**Goal**
Copy the lines below verbatim, omitting the pictures from your reply.

**Materials provided**
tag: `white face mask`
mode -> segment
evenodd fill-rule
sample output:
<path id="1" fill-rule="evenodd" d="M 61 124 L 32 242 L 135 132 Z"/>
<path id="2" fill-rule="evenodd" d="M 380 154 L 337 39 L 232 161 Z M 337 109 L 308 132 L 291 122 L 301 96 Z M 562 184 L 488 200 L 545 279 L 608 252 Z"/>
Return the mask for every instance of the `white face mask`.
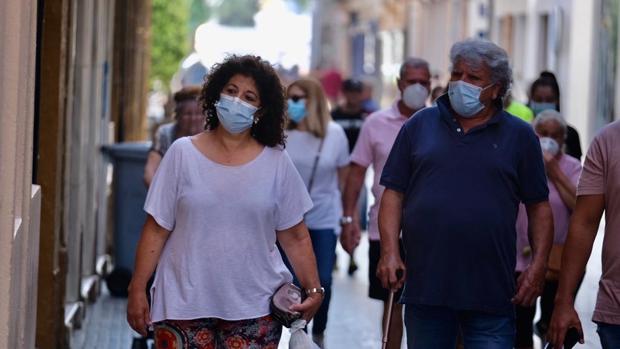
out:
<path id="1" fill-rule="evenodd" d="M 426 106 L 428 90 L 419 83 L 407 86 L 403 90 L 403 103 L 413 110 L 419 110 Z"/>
<path id="2" fill-rule="evenodd" d="M 556 156 L 560 152 L 560 145 L 553 138 L 541 137 L 540 149 L 542 149 L 543 153 L 547 153 L 551 156 Z"/>
<path id="3" fill-rule="evenodd" d="M 473 118 L 484 109 L 484 104 L 480 102 L 480 94 L 491 86 L 493 84 L 482 88 L 463 80 L 450 81 L 448 83 L 448 97 L 452 109 L 464 118 Z"/>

**The result**
tag: `white face mask`
mode -> segment
evenodd fill-rule
sample output:
<path id="1" fill-rule="evenodd" d="M 61 124 L 32 242 L 135 132 Z"/>
<path id="2" fill-rule="evenodd" d="M 380 154 L 337 39 L 232 161 Z M 337 109 L 308 132 L 291 122 L 301 96 Z M 562 184 L 488 200 L 545 279 L 608 252 Z"/>
Return the mask for every instance of the `white face mask`.
out:
<path id="1" fill-rule="evenodd" d="M 426 106 L 428 90 L 419 83 L 407 86 L 403 90 L 403 103 L 413 110 L 419 110 Z"/>
<path id="2" fill-rule="evenodd" d="M 556 156 L 560 152 L 560 145 L 553 138 L 541 137 L 540 149 L 542 149 L 543 153 L 547 153 L 551 156 Z"/>
<path id="3" fill-rule="evenodd" d="M 473 118 L 484 109 L 484 104 L 480 102 L 480 94 L 491 86 L 493 84 L 482 88 L 463 80 L 450 81 L 448 83 L 448 97 L 452 109 L 464 118 Z"/>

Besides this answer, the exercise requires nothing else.